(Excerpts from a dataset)
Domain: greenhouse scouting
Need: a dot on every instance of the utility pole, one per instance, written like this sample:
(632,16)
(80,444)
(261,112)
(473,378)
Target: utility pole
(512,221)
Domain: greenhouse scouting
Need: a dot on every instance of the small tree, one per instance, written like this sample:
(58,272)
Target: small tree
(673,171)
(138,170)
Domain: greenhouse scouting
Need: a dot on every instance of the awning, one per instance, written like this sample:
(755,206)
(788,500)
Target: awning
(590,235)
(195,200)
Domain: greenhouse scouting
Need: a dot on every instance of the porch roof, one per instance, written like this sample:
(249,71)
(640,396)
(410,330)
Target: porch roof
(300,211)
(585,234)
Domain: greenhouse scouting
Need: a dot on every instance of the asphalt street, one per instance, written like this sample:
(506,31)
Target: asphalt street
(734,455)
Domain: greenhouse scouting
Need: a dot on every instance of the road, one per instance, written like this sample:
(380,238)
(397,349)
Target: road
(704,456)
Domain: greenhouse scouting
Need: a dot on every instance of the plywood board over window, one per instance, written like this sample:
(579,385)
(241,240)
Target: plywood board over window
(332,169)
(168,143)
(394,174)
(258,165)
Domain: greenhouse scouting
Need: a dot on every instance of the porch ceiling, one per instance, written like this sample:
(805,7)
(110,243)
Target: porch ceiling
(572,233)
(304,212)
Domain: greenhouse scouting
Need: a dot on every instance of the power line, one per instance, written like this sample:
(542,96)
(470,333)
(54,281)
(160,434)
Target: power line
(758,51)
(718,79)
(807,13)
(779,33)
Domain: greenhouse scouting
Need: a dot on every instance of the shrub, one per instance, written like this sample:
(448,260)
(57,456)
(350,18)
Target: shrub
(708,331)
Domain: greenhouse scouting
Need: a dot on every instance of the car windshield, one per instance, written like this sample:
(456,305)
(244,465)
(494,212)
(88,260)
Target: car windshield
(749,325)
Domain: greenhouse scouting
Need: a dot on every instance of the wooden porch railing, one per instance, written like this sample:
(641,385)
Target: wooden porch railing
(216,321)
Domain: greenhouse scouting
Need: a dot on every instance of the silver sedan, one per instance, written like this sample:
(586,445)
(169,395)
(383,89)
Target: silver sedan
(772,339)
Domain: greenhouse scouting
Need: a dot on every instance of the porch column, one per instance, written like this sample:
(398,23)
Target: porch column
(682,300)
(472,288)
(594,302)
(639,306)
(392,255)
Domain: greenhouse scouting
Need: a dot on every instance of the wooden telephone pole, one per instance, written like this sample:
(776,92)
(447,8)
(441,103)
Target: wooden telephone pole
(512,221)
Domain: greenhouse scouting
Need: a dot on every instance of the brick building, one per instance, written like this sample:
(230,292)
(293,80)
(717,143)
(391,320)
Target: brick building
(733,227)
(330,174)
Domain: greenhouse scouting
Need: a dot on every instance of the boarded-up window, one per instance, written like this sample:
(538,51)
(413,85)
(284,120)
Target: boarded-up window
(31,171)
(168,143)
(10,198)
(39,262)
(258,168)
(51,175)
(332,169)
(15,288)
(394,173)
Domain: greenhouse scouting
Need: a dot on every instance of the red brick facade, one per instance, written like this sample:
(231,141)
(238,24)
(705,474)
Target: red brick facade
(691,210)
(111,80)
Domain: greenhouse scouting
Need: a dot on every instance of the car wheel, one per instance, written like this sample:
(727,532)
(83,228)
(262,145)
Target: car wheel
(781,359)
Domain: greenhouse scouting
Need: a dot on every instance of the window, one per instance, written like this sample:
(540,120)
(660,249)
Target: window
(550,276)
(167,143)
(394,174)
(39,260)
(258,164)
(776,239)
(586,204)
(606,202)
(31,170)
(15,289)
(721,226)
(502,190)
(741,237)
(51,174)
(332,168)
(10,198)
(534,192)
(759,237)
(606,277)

==

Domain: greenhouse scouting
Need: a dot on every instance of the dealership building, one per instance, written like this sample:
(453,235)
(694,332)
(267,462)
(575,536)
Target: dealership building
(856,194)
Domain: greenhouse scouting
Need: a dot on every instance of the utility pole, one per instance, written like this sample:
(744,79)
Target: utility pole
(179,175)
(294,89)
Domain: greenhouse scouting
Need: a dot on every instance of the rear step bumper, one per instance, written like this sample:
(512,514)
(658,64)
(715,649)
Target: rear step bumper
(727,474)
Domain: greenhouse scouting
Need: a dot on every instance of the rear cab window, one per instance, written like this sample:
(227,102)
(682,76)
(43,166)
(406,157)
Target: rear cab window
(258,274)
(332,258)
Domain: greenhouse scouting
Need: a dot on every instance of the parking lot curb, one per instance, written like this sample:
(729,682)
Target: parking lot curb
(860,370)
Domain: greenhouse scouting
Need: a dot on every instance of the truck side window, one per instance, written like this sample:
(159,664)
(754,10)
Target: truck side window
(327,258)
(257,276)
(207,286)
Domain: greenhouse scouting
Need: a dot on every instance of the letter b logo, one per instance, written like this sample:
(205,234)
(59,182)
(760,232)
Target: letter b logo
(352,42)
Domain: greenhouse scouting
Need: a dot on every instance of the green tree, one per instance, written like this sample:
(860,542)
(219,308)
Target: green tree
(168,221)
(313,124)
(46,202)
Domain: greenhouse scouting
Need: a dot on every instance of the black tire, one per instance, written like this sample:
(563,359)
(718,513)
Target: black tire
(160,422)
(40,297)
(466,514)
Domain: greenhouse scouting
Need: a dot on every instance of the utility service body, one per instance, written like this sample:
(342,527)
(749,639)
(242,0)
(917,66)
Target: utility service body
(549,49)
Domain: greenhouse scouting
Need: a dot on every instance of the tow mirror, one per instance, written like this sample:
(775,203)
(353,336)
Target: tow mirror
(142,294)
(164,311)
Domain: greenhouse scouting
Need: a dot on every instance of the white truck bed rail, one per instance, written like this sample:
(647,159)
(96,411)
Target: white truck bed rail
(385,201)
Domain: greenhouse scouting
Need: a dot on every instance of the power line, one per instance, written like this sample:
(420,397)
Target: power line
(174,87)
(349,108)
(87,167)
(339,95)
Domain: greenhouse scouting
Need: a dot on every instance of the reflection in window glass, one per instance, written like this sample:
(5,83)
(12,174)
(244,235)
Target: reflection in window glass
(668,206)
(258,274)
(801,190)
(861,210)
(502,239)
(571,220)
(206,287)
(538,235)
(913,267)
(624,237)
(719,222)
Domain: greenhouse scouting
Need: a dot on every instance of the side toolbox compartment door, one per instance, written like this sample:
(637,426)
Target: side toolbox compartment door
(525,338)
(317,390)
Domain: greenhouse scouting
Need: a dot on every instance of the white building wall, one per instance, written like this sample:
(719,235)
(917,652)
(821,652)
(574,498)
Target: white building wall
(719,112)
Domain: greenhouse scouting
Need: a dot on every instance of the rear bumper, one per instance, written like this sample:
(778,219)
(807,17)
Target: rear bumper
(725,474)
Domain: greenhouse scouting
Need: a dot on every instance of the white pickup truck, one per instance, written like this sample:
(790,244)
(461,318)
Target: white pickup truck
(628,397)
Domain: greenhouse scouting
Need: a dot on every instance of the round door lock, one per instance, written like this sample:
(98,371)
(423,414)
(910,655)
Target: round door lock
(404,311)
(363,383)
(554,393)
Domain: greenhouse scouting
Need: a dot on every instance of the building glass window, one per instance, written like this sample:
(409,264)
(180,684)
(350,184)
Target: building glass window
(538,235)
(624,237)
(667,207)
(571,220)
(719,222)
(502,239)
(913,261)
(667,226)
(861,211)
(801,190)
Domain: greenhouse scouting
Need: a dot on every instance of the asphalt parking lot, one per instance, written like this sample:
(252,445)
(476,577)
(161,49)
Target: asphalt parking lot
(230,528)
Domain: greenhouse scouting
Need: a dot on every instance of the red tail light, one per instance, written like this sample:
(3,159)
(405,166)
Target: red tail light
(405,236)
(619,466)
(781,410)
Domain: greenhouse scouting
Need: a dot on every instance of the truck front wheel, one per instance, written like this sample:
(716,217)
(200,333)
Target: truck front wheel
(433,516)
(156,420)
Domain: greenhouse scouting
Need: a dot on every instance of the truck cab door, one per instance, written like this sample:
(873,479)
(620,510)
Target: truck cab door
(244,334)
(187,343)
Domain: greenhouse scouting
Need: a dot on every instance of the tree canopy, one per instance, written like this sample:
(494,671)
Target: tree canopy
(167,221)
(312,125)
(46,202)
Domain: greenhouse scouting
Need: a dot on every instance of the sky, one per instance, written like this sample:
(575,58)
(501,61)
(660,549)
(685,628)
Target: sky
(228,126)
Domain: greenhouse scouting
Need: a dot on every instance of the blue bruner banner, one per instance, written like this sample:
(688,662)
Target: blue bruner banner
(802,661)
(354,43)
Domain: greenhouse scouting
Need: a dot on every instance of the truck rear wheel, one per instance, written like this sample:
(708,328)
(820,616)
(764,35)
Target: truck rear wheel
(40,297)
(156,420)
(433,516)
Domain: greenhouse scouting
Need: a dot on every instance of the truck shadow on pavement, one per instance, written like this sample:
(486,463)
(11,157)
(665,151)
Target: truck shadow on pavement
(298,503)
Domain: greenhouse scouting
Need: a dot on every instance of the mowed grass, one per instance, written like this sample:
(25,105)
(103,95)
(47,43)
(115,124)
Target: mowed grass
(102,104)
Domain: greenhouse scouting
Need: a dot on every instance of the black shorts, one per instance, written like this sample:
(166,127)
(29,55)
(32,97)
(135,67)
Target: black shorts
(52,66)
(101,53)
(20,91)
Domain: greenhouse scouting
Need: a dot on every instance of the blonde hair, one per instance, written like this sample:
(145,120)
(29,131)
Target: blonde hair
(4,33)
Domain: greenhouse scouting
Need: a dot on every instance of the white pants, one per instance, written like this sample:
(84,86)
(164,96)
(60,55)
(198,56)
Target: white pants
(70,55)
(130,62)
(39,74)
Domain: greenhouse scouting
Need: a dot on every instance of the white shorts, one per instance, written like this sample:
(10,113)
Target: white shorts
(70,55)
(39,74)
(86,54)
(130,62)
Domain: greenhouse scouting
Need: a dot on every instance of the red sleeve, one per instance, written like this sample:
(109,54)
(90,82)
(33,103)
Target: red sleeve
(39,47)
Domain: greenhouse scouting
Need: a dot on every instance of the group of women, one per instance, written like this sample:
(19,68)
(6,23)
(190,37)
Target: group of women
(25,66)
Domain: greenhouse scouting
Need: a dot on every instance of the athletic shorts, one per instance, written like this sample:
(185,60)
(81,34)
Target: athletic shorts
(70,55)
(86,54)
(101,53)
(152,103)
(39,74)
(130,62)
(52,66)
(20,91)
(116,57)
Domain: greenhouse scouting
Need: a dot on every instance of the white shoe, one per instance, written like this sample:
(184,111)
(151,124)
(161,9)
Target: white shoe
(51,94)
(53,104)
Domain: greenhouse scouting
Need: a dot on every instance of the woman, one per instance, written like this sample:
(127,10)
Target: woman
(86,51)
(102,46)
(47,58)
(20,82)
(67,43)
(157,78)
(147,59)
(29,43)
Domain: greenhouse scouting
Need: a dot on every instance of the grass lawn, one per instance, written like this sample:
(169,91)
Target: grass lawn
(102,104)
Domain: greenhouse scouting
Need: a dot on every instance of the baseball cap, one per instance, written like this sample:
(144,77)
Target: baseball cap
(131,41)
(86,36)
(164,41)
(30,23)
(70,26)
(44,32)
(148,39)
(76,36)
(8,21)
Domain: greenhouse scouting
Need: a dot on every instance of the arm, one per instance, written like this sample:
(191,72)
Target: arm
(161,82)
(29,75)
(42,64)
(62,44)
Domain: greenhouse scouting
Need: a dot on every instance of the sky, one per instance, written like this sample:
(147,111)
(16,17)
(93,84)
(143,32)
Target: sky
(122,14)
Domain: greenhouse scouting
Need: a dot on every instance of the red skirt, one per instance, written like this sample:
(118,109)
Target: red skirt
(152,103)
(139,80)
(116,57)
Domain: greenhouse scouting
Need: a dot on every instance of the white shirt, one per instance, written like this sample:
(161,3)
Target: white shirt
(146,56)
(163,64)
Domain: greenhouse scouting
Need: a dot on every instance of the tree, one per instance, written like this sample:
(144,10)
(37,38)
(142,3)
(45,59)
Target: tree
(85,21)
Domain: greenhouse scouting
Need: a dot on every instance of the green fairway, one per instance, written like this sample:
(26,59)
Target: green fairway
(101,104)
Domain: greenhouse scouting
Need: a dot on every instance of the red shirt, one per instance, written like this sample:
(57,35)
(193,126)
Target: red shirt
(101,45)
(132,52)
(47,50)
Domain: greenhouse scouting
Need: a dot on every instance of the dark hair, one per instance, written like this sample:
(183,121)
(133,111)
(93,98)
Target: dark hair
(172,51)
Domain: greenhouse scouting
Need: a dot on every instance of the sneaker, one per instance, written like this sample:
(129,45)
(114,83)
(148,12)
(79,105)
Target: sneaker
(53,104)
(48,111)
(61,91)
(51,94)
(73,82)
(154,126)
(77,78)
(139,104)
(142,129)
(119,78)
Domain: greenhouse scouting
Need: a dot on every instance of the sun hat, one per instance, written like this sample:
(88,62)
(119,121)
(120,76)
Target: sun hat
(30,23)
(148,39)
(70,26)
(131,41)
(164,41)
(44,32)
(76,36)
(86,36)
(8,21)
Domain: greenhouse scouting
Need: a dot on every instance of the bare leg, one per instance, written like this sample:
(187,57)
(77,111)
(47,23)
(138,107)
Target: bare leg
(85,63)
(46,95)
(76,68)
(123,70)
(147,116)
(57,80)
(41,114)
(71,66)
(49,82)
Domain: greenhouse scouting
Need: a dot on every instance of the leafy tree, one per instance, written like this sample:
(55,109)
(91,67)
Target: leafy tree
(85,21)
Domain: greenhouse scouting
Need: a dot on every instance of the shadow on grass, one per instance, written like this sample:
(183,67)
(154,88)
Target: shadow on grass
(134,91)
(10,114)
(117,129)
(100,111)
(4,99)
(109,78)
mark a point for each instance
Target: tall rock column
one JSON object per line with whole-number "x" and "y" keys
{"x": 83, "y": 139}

...

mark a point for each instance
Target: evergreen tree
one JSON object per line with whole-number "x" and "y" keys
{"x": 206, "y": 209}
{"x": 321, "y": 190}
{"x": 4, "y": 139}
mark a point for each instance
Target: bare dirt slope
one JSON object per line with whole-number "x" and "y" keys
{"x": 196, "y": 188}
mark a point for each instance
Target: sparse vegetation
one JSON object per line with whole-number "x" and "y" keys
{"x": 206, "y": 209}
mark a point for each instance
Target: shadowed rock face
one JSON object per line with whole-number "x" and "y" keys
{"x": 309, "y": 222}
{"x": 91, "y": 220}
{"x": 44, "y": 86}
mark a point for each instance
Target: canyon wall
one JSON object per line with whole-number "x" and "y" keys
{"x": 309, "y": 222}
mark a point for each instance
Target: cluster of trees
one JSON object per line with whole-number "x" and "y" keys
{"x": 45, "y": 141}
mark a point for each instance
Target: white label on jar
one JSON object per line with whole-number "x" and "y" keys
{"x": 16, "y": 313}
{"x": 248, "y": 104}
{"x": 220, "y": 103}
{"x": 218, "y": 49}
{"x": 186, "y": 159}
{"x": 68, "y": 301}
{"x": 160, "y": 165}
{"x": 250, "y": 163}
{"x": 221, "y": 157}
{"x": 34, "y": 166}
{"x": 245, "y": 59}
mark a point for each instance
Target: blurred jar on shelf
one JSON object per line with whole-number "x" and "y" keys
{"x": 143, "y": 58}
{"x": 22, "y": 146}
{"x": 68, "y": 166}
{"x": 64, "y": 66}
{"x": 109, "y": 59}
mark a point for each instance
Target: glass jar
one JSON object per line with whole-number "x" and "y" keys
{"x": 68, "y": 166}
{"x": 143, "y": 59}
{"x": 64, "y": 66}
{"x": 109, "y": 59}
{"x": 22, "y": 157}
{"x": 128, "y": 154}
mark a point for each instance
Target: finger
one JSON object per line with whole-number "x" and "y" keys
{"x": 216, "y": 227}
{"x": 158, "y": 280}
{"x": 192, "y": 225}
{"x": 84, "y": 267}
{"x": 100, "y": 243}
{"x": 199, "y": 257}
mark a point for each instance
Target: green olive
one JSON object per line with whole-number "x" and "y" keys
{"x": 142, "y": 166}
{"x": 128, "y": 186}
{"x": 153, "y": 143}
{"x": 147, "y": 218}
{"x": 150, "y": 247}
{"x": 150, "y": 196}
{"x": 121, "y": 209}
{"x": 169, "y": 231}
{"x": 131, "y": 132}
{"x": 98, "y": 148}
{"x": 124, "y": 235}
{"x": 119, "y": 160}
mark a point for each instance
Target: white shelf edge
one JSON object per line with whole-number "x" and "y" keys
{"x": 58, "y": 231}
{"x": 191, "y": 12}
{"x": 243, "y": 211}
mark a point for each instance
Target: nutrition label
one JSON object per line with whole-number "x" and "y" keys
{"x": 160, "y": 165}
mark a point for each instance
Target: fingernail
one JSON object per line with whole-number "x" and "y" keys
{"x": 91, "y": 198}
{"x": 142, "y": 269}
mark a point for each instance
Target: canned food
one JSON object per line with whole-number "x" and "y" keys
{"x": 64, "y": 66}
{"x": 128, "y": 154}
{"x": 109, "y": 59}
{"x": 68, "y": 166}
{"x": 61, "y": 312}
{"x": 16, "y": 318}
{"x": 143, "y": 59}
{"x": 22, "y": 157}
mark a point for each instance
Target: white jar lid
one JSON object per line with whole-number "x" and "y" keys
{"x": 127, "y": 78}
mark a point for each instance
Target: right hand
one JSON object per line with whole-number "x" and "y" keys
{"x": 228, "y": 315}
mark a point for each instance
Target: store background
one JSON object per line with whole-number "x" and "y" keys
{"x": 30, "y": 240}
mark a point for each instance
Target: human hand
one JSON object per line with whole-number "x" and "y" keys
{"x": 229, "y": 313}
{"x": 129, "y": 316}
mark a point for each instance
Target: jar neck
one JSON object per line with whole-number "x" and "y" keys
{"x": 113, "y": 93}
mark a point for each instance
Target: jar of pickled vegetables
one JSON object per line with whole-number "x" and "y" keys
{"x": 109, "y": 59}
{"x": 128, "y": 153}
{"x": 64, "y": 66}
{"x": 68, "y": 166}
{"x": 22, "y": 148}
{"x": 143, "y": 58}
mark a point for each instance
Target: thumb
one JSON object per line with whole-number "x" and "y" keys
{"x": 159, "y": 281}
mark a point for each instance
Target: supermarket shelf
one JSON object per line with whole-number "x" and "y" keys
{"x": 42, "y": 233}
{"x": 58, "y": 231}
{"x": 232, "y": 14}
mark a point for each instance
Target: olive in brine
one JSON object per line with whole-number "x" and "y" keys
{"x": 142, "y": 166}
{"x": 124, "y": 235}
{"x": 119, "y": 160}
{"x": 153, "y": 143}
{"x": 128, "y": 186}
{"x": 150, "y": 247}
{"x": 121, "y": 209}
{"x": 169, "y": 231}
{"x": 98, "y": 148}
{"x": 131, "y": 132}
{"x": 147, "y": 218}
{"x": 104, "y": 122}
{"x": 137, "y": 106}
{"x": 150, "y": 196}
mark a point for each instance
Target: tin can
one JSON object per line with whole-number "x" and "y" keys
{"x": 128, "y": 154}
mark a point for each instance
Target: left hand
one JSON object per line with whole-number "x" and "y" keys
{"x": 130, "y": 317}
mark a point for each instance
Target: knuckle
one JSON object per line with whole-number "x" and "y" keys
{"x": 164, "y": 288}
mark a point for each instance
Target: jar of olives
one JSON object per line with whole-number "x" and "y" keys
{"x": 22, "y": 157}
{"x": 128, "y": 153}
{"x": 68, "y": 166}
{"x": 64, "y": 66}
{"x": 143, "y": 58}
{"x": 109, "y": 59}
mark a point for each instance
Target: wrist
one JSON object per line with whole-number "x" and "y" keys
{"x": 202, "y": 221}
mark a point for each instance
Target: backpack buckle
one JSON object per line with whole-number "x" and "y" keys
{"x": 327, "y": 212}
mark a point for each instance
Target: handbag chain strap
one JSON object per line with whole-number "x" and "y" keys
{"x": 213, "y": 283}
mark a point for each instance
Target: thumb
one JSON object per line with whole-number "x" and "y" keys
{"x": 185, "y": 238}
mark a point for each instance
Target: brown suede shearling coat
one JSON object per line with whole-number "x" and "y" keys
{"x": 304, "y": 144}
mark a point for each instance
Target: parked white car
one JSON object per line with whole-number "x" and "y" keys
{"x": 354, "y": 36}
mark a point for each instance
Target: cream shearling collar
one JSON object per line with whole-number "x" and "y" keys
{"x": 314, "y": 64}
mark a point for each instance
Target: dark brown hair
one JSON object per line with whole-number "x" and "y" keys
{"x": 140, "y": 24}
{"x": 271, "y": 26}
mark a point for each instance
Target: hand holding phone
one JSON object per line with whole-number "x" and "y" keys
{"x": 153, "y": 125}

_Goal of the exercise_
Among the records above, find the lines where the word "brown" appears and copy them.

_Result of this task_
Target: brown suede shearling coat
Target: dark brown hair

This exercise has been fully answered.